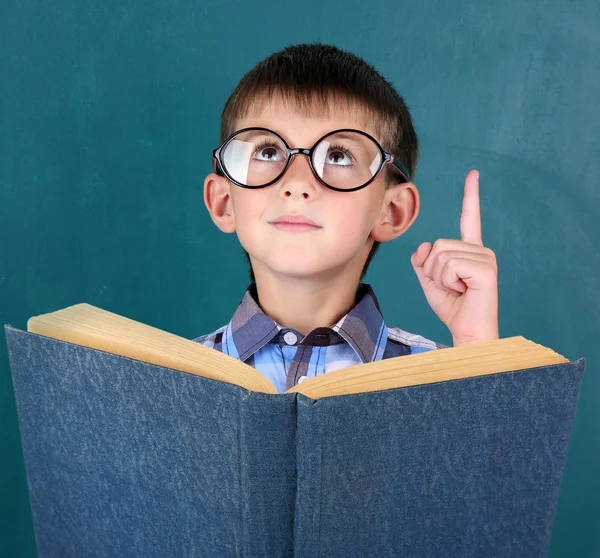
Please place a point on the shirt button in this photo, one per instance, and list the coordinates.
(290, 338)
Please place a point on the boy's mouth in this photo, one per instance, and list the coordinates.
(295, 227)
(294, 223)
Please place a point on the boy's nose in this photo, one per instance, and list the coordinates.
(298, 177)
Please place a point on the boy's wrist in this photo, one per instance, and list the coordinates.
(482, 338)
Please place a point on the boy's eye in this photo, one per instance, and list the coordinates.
(268, 152)
(339, 156)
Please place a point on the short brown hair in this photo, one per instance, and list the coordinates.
(305, 72)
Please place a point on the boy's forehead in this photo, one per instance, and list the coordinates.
(304, 120)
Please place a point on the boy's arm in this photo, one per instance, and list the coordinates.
(460, 277)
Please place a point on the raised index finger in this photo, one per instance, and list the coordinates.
(470, 219)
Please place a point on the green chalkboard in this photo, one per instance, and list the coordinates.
(109, 112)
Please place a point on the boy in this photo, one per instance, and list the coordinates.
(311, 220)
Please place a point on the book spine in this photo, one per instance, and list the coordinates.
(267, 473)
(310, 474)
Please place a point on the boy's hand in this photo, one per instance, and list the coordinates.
(460, 277)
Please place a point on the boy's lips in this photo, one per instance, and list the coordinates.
(296, 219)
(295, 227)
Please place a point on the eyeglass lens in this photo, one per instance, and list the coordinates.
(342, 160)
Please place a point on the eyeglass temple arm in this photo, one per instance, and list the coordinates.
(400, 167)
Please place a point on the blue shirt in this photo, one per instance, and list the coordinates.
(287, 357)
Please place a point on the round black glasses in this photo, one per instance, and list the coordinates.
(344, 160)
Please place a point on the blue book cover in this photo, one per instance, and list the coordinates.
(128, 458)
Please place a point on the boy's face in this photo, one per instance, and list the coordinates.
(349, 222)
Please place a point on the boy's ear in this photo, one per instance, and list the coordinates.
(217, 198)
(399, 210)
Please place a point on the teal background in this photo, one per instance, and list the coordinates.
(109, 112)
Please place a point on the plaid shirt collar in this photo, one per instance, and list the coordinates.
(363, 328)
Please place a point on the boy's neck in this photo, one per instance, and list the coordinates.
(305, 306)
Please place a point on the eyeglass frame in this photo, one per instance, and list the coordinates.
(386, 158)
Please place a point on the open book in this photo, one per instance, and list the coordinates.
(93, 327)
(141, 443)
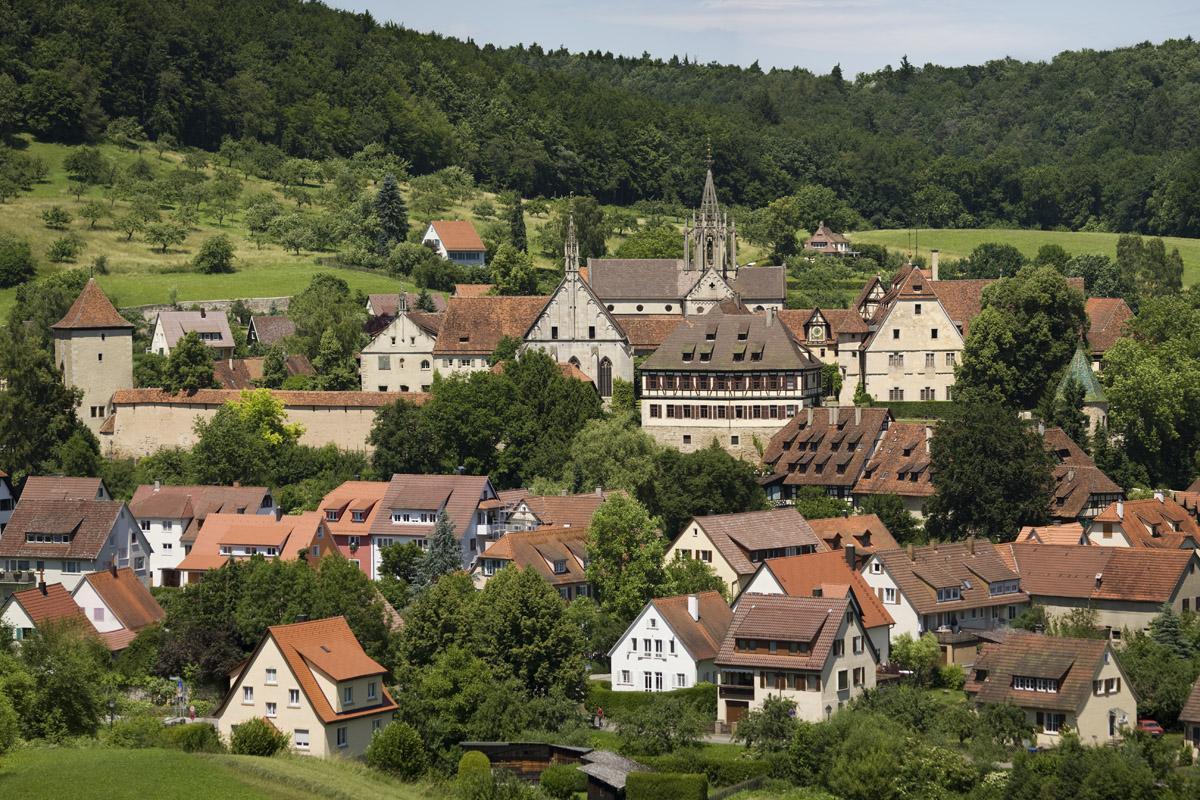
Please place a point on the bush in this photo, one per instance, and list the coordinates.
(195, 738)
(562, 781)
(257, 738)
(666, 786)
(397, 750)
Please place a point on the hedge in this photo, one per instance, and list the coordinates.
(615, 704)
(666, 786)
(720, 771)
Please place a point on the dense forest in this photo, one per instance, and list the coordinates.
(1102, 140)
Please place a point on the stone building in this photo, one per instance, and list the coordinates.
(94, 349)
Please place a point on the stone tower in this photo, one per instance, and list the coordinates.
(94, 350)
(711, 239)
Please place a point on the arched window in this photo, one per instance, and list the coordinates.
(605, 378)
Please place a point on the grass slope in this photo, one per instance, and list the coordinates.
(53, 774)
(958, 242)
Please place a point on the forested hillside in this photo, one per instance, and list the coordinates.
(1090, 140)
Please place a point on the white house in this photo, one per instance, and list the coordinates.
(313, 681)
(671, 644)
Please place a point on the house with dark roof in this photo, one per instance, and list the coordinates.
(316, 684)
(727, 376)
(814, 651)
(827, 447)
(1060, 684)
(213, 329)
(457, 241)
(826, 575)
(671, 644)
(733, 545)
(960, 591)
(1125, 587)
(171, 518)
(118, 605)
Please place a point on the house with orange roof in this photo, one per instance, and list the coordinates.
(671, 644)
(312, 681)
(457, 241)
(826, 575)
(234, 536)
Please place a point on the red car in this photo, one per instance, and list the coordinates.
(1151, 727)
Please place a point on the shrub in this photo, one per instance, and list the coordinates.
(562, 781)
(257, 738)
(397, 750)
(666, 786)
(195, 738)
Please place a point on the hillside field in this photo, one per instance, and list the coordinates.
(958, 244)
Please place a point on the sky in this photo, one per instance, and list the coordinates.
(862, 35)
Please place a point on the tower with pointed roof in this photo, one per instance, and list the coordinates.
(94, 350)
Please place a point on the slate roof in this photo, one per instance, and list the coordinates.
(1133, 575)
(801, 576)
(737, 535)
(901, 452)
(928, 569)
(1072, 662)
(178, 323)
(91, 310)
(763, 618)
(760, 342)
(126, 596)
(457, 235)
(89, 522)
(825, 446)
(474, 326)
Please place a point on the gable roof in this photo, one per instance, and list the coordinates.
(126, 596)
(802, 576)
(91, 310)
(1072, 662)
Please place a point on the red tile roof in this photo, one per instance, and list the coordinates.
(91, 310)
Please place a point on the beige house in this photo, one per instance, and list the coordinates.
(814, 651)
(1060, 684)
(733, 545)
(313, 681)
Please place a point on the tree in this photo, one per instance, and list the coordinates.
(17, 263)
(189, 366)
(216, 256)
(624, 555)
(991, 471)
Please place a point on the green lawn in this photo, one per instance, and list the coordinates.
(54, 774)
(958, 244)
* * *
* **Brief**
Set each line down exactly, beginning at the one containing "Please place a point on the slate" and ending at the last line of the material above.

* **Answer space**
Please place a point on the slate roof in this photo, one per instance, and list the coordinates.
(1133, 575)
(801, 576)
(737, 535)
(901, 452)
(928, 569)
(1072, 662)
(178, 323)
(91, 310)
(763, 618)
(760, 342)
(126, 596)
(457, 235)
(89, 522)
(825, 446)
(474, 326)
Please place a point on the gable roof in this photo, one per instance, and list the coordinates.
(126, 596)
(802, 576)
(91, 310)
(1072, 662)
Please place a point on the red tile roof in this photo, one per instance, and list the coordinates.
(91, 310)
Please place a point on the beige house in this photo, one per instance, and list the coordinates.
(814, 651)
(1060, 684)
(733, 545)
(313, 681)
Please place a point on the tree in this photo, one per instance, and list the coordinates.
(17, 263)
(189, 366)
(216, 256)
(624, 555)
(991, 471)
Please place a point on the green lawn in this photo, one per instance, and list the coordinates.
(54, 774)
(958, 244)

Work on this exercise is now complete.